- Required work:
Write the whole listing out again, word for word.

- Provided information:

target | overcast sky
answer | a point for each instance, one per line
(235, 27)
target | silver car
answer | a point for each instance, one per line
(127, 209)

- Answer for the task:
target | overcast sky
answer | a point for each instance, one per line
(235, 27)
target | silver car
answer | a point for each instance, one per line
(127, 209)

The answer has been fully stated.